◆ **SOURCE DOCUMENT**:

How to Convert AuthorIT to DocBook

Because the public demanded it! This is really just an overview of the process, but it should give you a basic idea about what to watch out for.

  1. Convert your AuthorIT book to DITA.

    DITA (Darwin Information Typing Architecture) is one of AuthorIT’s built-in publishing formats. Publishing to DITA results in a folder containing your book’s image files, a collection of *.dita files, and a toc.ditamap file.

    Sadly, you must take this opportunity to wave your index markers a fond farewell. They are apparently too old and frail to survive this stage of the journey.

  2. Download the DITA Open Toolkit.

    The DITA Open Toolkit (DITA-OT) is a collection of Apache Ant scripts, XSL stylesheets, and other goodies that enable you to transform DITA into other formats, including DocBook. For those of you who don’t live in the Java world, Ant is basically make for Java. Newer versions of DITA-OT conveniently include a copy of Ant, so you don’t need to install it separately.

    To install DITA-OT, unzip the toolkit’s files into any directory and run the startcmd.sh script (or startcmd.bat script on Windows) to configure your CLASSPATH and other environment variables. If you forget to set your CLASSPATH, the toolkit will helpfully indicate this to you by bailing out mid-transformation and complaining that the Ant script is broken.

    Before you run any DocBook transformations, edit xsl/docbook/topic2db.xsl and comment out the template that contains “Related links”. The only thing this template does is riddle your DocBook with invalid itemizedlist elements.

    Do not waste time reading the toolkit’s documentation. The manual that ships with DITA-OT 1.3 actually applies to DITA-OT 1.2, so most of the examples are broken. As for grammar and clarity, let’s just say that the manual’s translation from the original Old Frisian leaves much to be desired.

  3. Transform the DITA document into DocBook.

    All the toolkit’s transformations involve running an Ant script:

    ant options targets

    To transform DITA to Docbook, run:

    ant -Dargs.input=path/toc.ditamap dita2docbook

    If the transform fails (and all your environment variables are set correctly), there might be errors lurking in your generated DITA source. This is AuthorIT’s way of telling you, “Don’t let the door hit you on the way out, jerk!”

    • If DITA-OT complains about a missing topic reference, there’s a good chance toc.ditamap is referencing a topic that doesn’t exist. Go back to the original AuthorIT doc and try to identify the missing topic. If all else fails, delete the reference from toc.ditamap and move on. Your readers already knew about the safety hazards of handling lithium deuteride, anyway.
    • If a topic contains a xref with a crazy relative path, this can really confuse DITA-OT. The good news is that the toolkit indicates the path that is causing the problem. The bad news is that AuthorIT dumps its DITA output in UTF-16, which is really annoying to grep through.
    • If you had any “Note” paragraph styles in your AuthorIT doc, these might disappear. Even more strangely, “Warning” paragraphs do make it through.
  4. Clean up the DocBook output with a script.

◆ **ROWS**:
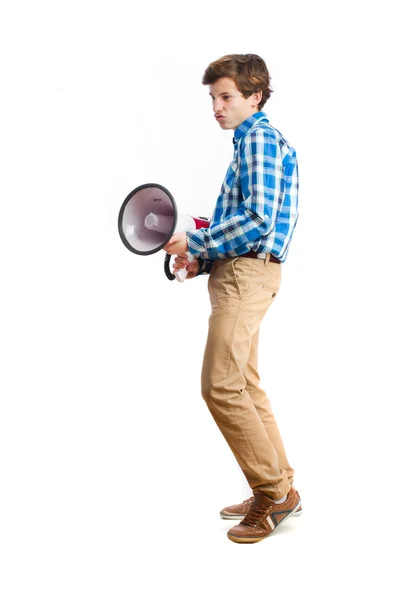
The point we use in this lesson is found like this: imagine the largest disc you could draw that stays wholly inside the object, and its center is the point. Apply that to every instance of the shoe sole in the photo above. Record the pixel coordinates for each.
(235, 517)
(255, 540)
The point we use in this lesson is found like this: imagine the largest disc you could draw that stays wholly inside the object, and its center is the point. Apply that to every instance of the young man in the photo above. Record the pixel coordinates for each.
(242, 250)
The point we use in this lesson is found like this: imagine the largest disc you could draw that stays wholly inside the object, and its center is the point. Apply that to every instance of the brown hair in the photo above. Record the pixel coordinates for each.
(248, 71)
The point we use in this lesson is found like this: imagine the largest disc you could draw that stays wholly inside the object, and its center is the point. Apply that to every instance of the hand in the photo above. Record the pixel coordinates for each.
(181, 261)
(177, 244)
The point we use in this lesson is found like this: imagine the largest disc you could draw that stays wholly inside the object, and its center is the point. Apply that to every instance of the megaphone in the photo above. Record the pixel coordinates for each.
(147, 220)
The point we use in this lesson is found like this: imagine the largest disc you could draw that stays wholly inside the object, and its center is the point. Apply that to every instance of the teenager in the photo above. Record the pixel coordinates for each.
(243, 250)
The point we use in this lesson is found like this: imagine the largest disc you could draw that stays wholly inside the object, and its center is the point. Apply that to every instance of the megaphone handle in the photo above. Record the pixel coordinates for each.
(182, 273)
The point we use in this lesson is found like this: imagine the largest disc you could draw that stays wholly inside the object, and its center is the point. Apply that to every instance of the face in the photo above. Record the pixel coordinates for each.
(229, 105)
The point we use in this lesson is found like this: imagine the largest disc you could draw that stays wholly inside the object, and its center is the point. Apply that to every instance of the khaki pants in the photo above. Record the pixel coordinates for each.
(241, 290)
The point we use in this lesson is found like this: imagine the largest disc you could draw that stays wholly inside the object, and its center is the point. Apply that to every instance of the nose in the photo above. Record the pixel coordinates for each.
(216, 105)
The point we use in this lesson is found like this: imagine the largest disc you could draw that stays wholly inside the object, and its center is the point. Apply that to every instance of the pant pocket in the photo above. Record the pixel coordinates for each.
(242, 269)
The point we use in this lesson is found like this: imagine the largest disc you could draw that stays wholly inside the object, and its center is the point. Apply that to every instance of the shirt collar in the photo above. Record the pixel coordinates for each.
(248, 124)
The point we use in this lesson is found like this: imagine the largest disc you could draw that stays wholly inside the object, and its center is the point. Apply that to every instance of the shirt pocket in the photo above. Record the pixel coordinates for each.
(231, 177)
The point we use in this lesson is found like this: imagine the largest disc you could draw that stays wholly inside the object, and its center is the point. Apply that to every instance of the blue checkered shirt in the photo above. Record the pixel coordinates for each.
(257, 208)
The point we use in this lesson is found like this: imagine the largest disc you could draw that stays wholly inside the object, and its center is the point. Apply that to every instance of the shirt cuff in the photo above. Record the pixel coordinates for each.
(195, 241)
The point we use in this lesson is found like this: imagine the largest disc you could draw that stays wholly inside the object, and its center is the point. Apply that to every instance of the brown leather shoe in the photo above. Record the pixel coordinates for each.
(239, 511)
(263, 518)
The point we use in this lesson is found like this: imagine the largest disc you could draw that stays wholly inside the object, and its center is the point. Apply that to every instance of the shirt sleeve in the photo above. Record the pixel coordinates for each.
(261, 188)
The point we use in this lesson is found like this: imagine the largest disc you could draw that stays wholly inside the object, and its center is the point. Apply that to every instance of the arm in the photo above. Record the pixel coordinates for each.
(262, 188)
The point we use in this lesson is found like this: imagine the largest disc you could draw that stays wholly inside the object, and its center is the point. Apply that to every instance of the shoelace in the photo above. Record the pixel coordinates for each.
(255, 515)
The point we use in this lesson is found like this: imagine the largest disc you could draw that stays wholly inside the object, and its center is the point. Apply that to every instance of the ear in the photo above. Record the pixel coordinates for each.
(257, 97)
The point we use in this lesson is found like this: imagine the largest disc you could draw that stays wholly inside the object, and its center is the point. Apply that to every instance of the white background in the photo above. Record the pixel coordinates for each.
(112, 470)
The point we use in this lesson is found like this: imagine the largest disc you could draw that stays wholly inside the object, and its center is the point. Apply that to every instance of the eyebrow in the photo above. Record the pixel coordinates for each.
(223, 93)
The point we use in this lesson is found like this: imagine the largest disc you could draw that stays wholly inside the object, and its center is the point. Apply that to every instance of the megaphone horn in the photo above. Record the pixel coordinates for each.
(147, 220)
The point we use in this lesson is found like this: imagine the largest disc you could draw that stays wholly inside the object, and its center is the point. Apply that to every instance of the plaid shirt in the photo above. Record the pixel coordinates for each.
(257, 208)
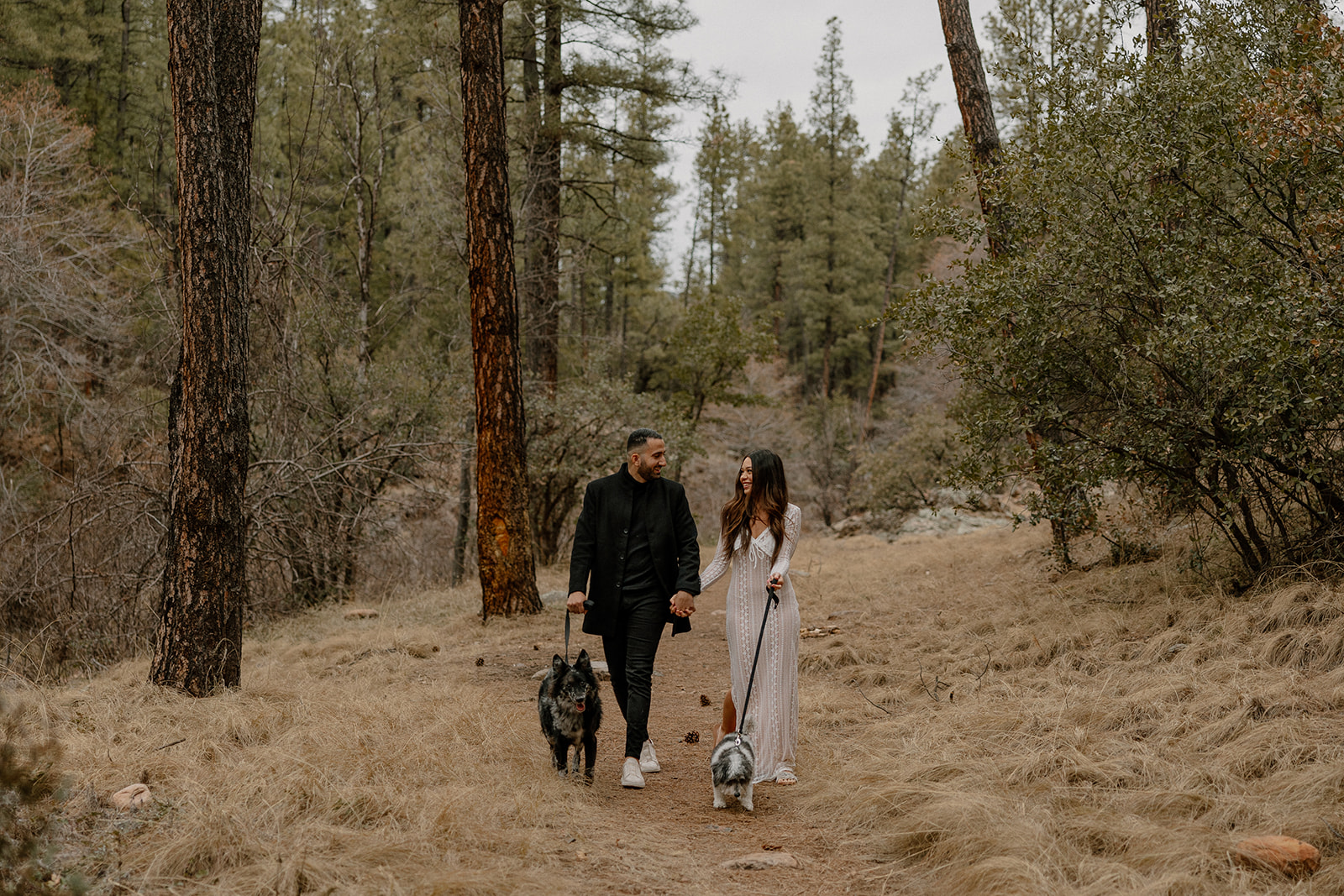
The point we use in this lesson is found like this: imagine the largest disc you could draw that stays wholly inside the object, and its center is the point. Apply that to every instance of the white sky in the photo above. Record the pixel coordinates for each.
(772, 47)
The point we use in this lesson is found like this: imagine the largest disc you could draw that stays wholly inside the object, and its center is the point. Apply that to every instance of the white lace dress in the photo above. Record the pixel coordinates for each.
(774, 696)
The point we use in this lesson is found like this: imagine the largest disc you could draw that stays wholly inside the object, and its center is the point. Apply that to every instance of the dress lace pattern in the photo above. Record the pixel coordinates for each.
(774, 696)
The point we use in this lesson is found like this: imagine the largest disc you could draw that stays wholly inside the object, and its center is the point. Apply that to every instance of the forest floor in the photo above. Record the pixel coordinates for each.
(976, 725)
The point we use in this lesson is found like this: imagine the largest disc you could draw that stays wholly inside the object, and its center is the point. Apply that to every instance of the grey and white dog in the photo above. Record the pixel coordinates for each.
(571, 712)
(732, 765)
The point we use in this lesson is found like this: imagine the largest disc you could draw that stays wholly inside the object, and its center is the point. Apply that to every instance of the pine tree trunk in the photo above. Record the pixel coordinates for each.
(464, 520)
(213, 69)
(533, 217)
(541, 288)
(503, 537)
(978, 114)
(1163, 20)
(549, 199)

◆ **GIVEN REQUEST**: Continue the guide on converting AuthorIT to DocBook, picking up right after its final line.

◆ **TASK ANSWER**:
    Congratulations, your document is now DocBook! Well, more accurately, it’s “DocBook”. Just be happy your tables made it through, sort of.

    Fortunately, you can fix many issues pretty easily by running the document through a cleanup script. This script is particularly important if you’re converting multiple documents. The canonical language for the script is XSLT, but if you’d rather stick it to the W3C Man, Python or Perl would work fine too. Here’s what you’ll want to fix:

    • Remove all id attributes. These generated IDs are duplicated throughout the doc, and nothing points to them. Throw them away and start over.
    • Remove all remap attributes. In theory, these attributes contain useful information about the original DITA element, which in turn could help you design your post-processing script to provide better-quality DocBook markup. In practice… eh, not so much.
    • Remove all sectioninfo elements. They’re often invalid, and always contain nothing useful.
    • Remove empty type attributes. Not sure how those got there.
    • Remove empty para elements.
    • Change sidebar elements to section elements. Like the empty type attributes, these are another mystery guest.
    • Join programlisting elements. If you had any multi-line code samples, you might find that in the transformed DocBook, each line appears in its own programlisting. Join adjacent programlisting elements into a single programlisting (or screen, if appropriate).
    • (Optional) Change the article to a book, if appropriate. Add chapter elements as necessary.
    • (Optional) Try to improve the quality of the markup by changing emphasis role="bold" and literal elements to something more specific. For example, you define a list of commands that appear in your book and wrap each one in a command element. Creating explicit lists of commands, GUI buttons, and so on is tedious, but it’s still better to do these substitutions in the script.

    Finally, there’s the issue of broken IDs and links. Currently, every one of your AuthorIT hyperlinks is now a ulink that falls into one of these categories:

    • The ulink‘s url starts with “mailto:“. Convert these to email elements.
    • The ulink‘s url starts with “http://“, or “ftp://“, or “gopher://“. Leave these alone.
    • The ulink‘s url points to something like “D1228.xml“, a.k.a. nowhere. These are your former internal hyperlinks. They’re all broken.

    But don’t be discouraged, your script can actually “guess” at where many of these links should point. If a given internal ulink contains something like, “Configuring the MIRV Launch Sequence”, there’s an excellent chance that somewhere else in your document there’s a section with a title, “Configuring the MIRV Launch Sequence”! So all you have to do is:

    1. Convert the content of each ulink to a nicely-formatted ID. Replace whitespace with underscores, remove extraneous punctuation, and lower-casing everything.
    2. Convert the ulink to an xref, setting the linkend to the new ID.
    3. For each section element, apply the same ID-conversion algorithm to the section‘s title. Set this value as the section‘s id.

    A healthy fraction of your ids and linkends should now match up, fixing those broken links.

  5. Clean up the DocBook output manually.

    Oh, you’re not done yet! Here’s a non-exhaustive list of what’s left:

    • Fix the remaining invalid ids and broken links that your script didn’t catch.
    • Fix any other DocBook validity issues.
    • Add programlisting and screen elements where appropriate. Remove excess carriage returns as necessary.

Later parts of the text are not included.